*FRAGMENTO*.
----------------------------------------

Ida Vitale
Poesía reunida
Edición de Aurelio Major
Tusquets, Barcelona, 2017
496 páginas, 21.00 € (ebook 10.99 €)
POR JOSÉ LUIS GÓMEZ TORÉ

La recepción en nuestro país de la poesía de Ida Vitale ha sido, hasta cierto punto, irregular, a pesar de haber publicado en editoriales españolas de prestigio como Pre-Textos. De hecho, tampoco se trata de una autora que haya encontrado fácil acomodo en su país natal, Uruguay, aunque su nombre rara vez falte cuando se cita lo que se ha llamado generación del 45, junto con voces como Idea Vilariño, Amanda Berenguer, Washington Benavides o Enrique Fierro. Su inclusión en Las ínsulas extrañas (la polémica antología preparada por Blanca Varela, Eduardo Milán, José Ángel Valente y Andrés Sánchez Robayna) podría haber servido para otorgarle una mayor visibilidad entre nosotros, si no hubiese sido por el debate, tan absurdo como interesado, que suscitó dicha recopilación y que dejó en segundo plano lo más interesante de aquel trabajo, la necesidad de una mirada atlántica sobre la poesía en español. La paradoja fue precisamente que no pocas de las críticas que recibió la antología se centraron, en España, en señalar la falta de determinados poetas peninsulares, cuando, si algo podía achacársele, era el excesivo peso que los autores españoles tenían en un libro que se proponía un horizonte panhispánico.

----------------------------------------

*REGISTROS MOSTRADOS*.
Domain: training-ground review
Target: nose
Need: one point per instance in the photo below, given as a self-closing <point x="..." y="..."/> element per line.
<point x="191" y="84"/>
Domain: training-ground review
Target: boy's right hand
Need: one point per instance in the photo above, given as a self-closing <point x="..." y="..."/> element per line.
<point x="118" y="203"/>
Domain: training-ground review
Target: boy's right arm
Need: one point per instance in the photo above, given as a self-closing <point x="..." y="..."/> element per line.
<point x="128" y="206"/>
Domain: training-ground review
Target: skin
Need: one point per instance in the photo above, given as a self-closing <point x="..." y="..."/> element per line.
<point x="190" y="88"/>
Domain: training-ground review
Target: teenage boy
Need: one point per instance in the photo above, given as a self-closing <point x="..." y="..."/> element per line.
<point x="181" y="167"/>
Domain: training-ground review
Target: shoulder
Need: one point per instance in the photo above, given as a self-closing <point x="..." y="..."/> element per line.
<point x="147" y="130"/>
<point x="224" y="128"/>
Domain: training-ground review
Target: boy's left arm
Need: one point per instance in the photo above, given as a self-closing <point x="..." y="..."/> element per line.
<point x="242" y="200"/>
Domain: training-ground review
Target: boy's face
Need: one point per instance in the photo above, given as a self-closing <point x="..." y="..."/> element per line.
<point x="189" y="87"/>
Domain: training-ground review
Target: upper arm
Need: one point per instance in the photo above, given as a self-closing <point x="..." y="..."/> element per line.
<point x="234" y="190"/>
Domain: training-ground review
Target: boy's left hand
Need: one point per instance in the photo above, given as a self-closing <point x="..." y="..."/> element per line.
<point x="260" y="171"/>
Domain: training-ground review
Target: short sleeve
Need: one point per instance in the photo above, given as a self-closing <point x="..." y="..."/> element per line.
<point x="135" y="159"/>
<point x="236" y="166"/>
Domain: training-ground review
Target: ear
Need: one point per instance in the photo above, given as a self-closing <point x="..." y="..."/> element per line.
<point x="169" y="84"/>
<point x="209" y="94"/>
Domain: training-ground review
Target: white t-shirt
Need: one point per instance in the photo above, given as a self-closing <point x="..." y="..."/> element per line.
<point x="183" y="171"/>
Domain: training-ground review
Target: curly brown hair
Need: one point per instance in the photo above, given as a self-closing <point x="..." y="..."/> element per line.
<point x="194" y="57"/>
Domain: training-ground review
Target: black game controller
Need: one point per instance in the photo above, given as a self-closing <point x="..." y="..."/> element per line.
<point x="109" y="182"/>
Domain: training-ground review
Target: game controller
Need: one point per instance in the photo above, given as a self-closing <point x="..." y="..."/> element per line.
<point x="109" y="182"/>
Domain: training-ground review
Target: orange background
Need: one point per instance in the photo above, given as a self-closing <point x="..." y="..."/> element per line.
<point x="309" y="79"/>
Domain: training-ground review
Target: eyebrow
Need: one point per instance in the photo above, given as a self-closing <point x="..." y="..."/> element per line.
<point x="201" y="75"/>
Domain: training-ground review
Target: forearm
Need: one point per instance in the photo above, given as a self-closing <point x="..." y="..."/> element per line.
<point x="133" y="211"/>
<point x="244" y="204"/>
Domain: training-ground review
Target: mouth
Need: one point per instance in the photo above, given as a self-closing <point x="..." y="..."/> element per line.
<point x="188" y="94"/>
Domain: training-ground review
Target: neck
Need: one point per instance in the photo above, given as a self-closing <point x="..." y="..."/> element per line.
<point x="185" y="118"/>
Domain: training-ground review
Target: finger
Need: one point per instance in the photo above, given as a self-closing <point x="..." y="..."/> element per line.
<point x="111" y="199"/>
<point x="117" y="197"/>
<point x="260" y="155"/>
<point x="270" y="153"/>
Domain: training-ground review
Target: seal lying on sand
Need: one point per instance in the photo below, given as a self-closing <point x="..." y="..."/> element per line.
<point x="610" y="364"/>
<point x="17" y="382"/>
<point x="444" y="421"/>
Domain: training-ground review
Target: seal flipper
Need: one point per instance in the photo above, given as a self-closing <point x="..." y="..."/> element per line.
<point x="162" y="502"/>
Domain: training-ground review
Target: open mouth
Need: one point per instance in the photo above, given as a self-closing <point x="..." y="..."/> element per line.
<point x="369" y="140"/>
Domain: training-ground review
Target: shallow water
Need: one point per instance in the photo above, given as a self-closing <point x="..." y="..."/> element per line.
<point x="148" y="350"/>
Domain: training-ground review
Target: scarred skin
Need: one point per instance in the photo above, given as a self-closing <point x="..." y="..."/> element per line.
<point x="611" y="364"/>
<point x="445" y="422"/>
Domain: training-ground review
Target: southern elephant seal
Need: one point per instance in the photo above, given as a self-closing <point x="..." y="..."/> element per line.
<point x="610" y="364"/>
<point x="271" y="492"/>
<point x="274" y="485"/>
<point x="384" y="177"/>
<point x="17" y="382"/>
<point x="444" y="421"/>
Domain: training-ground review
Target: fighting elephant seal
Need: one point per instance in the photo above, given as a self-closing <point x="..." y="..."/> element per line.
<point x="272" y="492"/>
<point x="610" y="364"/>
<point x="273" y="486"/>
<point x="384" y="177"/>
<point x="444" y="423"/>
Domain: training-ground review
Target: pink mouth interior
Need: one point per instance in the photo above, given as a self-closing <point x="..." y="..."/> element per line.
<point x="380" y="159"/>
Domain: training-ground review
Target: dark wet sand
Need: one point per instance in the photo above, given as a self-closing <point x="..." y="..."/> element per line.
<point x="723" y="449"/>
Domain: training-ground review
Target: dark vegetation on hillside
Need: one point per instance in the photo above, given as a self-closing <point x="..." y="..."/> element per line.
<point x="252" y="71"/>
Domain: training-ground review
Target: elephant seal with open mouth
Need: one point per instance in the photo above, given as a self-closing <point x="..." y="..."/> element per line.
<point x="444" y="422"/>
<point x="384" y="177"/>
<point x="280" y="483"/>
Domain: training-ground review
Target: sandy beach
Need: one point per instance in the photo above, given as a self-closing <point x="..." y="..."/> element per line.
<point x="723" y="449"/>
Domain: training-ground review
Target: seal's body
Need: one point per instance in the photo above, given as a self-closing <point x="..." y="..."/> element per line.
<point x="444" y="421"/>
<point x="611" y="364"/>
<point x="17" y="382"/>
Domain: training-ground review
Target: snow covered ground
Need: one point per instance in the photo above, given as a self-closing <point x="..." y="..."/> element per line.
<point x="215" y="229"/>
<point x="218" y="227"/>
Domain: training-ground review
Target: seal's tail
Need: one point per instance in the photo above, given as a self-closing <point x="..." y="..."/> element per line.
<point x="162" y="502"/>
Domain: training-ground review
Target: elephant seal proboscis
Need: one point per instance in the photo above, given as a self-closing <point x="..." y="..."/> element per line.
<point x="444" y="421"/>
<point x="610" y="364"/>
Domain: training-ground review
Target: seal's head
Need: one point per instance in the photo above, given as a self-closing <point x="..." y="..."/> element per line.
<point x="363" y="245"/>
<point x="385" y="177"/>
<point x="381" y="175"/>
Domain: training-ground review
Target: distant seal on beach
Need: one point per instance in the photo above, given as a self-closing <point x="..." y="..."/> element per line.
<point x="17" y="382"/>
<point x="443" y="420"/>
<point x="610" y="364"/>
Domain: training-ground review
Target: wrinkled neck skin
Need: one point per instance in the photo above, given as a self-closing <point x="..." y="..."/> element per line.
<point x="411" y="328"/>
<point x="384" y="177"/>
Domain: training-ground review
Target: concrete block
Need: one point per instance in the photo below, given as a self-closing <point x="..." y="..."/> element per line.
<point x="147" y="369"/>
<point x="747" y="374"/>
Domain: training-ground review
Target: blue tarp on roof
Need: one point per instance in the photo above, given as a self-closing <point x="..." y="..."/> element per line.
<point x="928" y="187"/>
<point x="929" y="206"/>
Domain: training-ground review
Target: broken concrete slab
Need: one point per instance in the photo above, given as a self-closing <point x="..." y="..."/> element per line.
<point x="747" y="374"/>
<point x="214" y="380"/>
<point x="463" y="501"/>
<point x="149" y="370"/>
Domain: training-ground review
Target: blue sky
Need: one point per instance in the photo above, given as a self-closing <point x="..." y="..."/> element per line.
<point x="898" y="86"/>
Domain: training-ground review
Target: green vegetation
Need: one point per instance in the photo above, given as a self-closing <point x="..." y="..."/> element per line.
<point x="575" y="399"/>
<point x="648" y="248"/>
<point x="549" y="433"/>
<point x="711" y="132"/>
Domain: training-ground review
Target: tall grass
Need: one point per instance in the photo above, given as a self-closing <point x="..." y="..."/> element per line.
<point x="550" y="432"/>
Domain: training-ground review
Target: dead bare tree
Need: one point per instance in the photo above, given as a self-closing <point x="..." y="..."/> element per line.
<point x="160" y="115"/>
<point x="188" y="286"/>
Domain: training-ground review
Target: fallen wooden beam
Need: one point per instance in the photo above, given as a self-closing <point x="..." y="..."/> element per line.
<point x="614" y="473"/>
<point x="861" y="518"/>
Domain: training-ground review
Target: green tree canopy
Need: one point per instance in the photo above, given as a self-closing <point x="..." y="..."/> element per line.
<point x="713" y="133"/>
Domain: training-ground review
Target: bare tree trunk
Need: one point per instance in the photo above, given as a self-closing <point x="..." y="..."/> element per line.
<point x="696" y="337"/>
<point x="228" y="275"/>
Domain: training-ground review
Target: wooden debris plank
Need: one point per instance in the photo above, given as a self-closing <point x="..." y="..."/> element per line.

----------------------------------------

*ACCIONES REQUERIDAS*.
a) Muestra cada línea de los registros en la que aparezca la cadena "skin".
b) Por favor, escribe la continuación de la reseña sobre la poesía reunida de Ida Vitale a partir de su última oración.

*RESULTADOS*.
a)
Target: skin
Target: scarred skin
Target: wrinkled neck skin

b)
Pero quizá no es el momento de resucitar viejas polémicas —no demasiado fecundas, por otra parte— y sí de constatar que la concesión del Premio Reina Sofía de Poesía Iberoamericana, así como publicaciones recientes (la conferencia-recital publicada por la Residencia de Estudiantes, la antología Todo de pronto es nada, a cargo de María José Bruña Bragado, y esta Poesía reunida que ahora nos ocupa) abren la posibilidad de que la voz de Vitale siga encontrando lectores entre nosotros. Una voz que, por cierto, siempre ha tenido una vocación cosmopolita, como se aprecia en las múltiples lecturas que, explícitas o implícitas, aparecen en su obra (en la tradición del poeta doctus), pero también en la importante labor de traductora que la uruguaya ha llevado a cabo.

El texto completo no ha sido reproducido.